### EXCERTO FORNECIDO
^^^^^^^^^^^^^^^^

Não houve actualização de cadernos durante décadas, permanecendo neles os óbitos, que contavam para a abstenção (Reis, 2019;25). Com a inibição dos analfabetos, e havendo altas taxas de iliteracia em Portugal (30% da população não sabia ler nem escrever), mais significativa se tornava a massa de ausentes. Por vezes, falsificavam-se também listas de eleitores inscritos, substituindo-se nomes de opositores por outros de fiéis ao regime. Este foi o ponto de partida da «eleição».
Como se não bastasse, no próprio dia 8, seria emitido um decreto que proibia a presença de delegados da Oposição nas assembleias de voto, circunscrevendo-se as operações do acto ao controlo governamental. Ainda assim, como veremos, em relatório posterior, o presidente da Câmara Municipal de Paredes e o chefe local da União Nacional reportariam ao Governador Civil que as secções eleitorais do concelho haviam sido «todas fiscalizadas pela oposição» (ADP, M1195 n.º2).
Não obstante a letra da lei não permitir (salvo requisição expressa do presidente da mesa e em caso de tumulto) a presença de elementos das forças da autoridade nos locais de voto e proximidades (art.º 57 do DL 37.570), foi posicionado estrategicamente, a título de «reforço policial» e sob o pretexto da «manutenção da ordem pública», um forte dispositivo policial e militar em vários pontos do distrito. A ordem dada às forças mobilizadas, segundo um documento marcado como «confidencial» do Batalhão n.º 4 da GNR (ADP, M1195 n.º2), era a de «reprimir com toda a energia qualquer tentativa de alteração da Ordem Pública que [pudesse] perturbar o acto eleitoral (…)», devendo, além do uso de «capacetes de aço», os «oficiais, sargentos e cabos irem armados de pistola metralhadora». Seriam também distribuídas às forças «granadas ofensivas de guerra e lacrimogéneas».
Para a área do concelho de Paredes, o citado documento escalonava as seguintes unidades e instruções: «As forças para Lordelo (Camião n.º C-57 da Comp.ª do Comando) marcham pelo seguinte itinerário: Porto – Valongo – estrada de Paços de Ferreira por Sobrado – Balsa – Corujeira – Lordelo, onde ficam as forças e o camião. As forças para Recarei e Paredes (Diamond C-16 do 2.º Esquadrão) marcham pelo seguinte itinerário: Porto – Valongo – Campo – Recarei (saem as forças para esta localidade) – Mouriz – Paredes onde ficam as restantes forças e bem assim a camioneta Diamond. Estas forças ao receberem ordem para retirar, fazem-no pelo itinerário inverso recolhendo as forças de Recarei.»

^^^^^^^^^^^^^^^^

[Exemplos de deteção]
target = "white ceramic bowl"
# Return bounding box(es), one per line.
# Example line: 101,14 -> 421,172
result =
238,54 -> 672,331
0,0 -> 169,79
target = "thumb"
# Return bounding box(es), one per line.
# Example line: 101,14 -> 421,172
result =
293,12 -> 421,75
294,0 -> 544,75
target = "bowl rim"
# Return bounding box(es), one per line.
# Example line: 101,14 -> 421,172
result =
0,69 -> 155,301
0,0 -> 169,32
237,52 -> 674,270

^^^^^^^^^^^^^^^^

### A REALIZAR
Cite do excerto sobre a eleição no concelho de Paredes o trecho que começa em "Como se não" e termina em "(ADP, M1195 n.º2).".

### SOLUÇÃO DO EXERCÍCIO
Como se não bastasse, no próprio dia 8, seria emitido um decreto que proibia a presença de delegados da Oposição nas assembleias de voto, circunscrevendo-se as operações do acto ao controlo governamental. Ainda assim, como veremos, em relatório posterior, o presidente da Câmara Municipal de Paredes e o chefe local da União Nacional reportariam ao Governador Civil que as secções eleitorais do concelho haviam sido «todas fiscalizadas pela oposição» (ADP, M1195 n.º2).